Start Input rows

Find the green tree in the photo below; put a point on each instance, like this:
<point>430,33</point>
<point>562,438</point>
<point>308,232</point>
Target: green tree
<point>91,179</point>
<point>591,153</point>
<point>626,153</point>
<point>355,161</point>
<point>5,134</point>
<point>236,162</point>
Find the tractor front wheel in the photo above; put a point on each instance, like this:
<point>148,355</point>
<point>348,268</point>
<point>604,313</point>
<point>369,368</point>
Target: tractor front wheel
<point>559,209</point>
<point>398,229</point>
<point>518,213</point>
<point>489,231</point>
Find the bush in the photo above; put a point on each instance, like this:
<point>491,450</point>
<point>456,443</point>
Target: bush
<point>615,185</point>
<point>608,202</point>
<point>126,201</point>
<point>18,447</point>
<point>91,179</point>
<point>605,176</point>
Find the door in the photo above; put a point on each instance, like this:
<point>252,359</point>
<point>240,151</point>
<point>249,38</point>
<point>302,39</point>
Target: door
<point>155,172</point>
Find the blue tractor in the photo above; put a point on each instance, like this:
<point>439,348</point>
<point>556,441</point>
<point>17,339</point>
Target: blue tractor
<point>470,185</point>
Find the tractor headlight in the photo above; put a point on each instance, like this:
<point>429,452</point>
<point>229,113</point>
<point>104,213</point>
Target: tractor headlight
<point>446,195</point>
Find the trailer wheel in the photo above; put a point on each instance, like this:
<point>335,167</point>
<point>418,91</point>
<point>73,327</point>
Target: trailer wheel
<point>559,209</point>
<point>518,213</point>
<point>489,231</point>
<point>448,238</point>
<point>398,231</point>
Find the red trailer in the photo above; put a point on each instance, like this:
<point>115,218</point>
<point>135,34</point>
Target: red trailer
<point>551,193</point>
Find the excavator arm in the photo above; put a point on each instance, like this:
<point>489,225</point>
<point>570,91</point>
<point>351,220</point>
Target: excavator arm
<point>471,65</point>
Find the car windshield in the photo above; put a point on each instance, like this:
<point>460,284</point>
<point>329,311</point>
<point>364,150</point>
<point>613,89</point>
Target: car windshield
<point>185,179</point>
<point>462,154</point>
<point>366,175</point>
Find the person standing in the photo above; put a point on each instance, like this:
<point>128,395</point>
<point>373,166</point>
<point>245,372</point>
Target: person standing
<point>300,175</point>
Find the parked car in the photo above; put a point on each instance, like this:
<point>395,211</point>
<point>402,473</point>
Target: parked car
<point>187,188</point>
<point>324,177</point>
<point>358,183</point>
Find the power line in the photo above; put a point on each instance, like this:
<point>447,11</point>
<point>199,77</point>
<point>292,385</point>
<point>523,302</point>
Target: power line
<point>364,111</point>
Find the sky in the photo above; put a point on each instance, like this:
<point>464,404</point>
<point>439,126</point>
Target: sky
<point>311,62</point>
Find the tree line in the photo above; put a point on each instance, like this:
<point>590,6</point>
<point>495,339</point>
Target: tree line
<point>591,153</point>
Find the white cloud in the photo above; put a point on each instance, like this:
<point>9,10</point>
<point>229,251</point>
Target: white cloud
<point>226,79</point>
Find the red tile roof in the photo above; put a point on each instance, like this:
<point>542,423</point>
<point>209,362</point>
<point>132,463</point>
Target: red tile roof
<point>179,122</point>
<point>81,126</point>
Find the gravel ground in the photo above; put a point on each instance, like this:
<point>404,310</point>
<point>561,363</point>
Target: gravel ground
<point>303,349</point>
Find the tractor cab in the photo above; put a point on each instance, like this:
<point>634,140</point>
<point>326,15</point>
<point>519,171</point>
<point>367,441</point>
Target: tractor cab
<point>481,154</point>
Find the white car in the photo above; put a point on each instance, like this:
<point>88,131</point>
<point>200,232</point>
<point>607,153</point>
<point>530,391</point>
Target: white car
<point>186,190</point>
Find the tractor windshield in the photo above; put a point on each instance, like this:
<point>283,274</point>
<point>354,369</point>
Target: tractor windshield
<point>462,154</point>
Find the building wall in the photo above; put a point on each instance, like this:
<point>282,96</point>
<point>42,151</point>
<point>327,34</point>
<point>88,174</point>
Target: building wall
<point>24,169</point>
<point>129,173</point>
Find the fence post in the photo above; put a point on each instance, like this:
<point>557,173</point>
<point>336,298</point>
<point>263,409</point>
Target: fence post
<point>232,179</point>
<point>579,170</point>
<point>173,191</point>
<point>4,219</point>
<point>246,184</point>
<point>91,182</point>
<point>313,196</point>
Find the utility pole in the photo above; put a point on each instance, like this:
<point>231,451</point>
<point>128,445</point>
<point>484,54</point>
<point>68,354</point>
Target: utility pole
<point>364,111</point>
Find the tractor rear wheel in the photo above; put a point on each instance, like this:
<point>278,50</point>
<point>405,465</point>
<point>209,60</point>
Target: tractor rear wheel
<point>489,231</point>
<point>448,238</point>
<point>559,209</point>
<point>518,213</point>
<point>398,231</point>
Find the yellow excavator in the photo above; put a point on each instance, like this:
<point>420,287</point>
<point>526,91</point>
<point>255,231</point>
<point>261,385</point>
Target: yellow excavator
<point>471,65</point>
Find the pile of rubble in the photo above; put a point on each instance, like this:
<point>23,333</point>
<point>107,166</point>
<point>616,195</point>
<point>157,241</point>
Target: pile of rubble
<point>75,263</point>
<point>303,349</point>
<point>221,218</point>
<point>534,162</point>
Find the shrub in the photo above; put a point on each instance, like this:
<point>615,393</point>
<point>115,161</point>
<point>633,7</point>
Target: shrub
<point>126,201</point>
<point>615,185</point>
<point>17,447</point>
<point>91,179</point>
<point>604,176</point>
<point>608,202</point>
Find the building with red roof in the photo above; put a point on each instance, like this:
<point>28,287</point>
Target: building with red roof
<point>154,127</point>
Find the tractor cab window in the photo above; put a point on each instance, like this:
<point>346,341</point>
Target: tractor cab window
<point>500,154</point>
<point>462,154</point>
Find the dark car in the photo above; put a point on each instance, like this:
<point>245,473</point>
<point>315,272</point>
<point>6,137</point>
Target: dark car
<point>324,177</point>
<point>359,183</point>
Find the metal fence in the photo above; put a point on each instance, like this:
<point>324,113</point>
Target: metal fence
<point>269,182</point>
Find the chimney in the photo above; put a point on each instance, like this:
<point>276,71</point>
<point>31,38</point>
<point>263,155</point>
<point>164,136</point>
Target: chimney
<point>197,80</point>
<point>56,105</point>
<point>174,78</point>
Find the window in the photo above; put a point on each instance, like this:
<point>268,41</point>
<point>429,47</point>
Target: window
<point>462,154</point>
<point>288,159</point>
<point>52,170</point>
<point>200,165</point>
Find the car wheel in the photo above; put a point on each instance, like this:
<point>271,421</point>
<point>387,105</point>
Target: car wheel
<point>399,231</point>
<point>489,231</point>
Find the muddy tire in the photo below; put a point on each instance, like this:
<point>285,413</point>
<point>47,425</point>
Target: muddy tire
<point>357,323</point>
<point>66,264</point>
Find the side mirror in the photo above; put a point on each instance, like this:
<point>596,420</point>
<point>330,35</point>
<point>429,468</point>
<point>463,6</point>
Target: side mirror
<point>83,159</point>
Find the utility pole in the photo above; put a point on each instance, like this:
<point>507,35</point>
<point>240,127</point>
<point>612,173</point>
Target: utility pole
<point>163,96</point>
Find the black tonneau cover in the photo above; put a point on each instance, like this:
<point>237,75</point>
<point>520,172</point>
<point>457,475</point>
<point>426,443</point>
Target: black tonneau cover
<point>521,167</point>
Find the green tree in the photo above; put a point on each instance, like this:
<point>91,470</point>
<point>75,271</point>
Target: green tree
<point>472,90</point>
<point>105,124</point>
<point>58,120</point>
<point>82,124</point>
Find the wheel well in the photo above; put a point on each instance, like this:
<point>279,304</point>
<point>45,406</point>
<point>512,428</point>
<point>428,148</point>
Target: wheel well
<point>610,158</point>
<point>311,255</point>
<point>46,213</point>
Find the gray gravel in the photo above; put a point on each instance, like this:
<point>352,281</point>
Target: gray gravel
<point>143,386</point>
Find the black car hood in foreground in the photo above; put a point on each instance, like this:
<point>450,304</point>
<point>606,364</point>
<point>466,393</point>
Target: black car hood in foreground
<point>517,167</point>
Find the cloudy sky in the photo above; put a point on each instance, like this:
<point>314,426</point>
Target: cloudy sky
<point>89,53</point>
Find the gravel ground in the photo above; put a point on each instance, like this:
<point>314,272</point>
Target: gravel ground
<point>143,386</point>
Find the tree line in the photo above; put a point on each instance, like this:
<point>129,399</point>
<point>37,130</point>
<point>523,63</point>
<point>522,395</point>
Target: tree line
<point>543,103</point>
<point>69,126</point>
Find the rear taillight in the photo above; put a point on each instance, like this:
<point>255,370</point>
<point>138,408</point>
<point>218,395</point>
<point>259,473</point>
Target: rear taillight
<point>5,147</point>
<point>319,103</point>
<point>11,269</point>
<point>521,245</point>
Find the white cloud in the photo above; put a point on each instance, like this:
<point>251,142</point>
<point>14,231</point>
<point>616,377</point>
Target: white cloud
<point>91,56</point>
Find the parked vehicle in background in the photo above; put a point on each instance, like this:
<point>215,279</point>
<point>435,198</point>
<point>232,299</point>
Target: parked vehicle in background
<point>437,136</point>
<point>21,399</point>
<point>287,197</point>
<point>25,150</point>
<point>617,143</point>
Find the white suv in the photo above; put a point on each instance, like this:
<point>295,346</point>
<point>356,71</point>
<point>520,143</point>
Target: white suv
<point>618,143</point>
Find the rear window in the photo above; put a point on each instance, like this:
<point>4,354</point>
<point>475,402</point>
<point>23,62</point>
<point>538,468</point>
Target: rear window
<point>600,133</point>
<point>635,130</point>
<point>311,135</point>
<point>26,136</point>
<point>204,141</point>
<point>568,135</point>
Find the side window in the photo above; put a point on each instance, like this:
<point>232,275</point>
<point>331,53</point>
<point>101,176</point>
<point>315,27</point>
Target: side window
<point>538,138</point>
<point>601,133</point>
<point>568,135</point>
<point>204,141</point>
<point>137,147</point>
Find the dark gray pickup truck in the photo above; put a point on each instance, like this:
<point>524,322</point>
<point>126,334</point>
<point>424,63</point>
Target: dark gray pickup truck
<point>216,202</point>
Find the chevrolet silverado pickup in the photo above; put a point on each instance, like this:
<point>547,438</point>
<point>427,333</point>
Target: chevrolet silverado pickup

End Input rows

**Objective:** Copy the records above exactly, starting at the line containing "Find the red tile" and ending at the line containing "<point>481,154</point>", with both of those lines included.

**The output:**
Find the red tile roof in the photo above; put a point on each instance, like this:
<point>542,423</point>
<point>209,362</point>
<point>132,463</point>
Target: red tile roof
<point>179,122</point>
<point>81,126</point>
Find the gravel ground in the photo above; put a point on each instance, like this:
<point>404,310</point>
<point>561,363</point>
Target: gravel ground
<point>303,349</point>
Find the tractor cab in the photo above; put a point on each instance, like this:
<point>634,140</point>
<point>326,15</point>
<point>519,171</point>
<point>367,441</point>
Target: tractor cab
<point>481,154</point>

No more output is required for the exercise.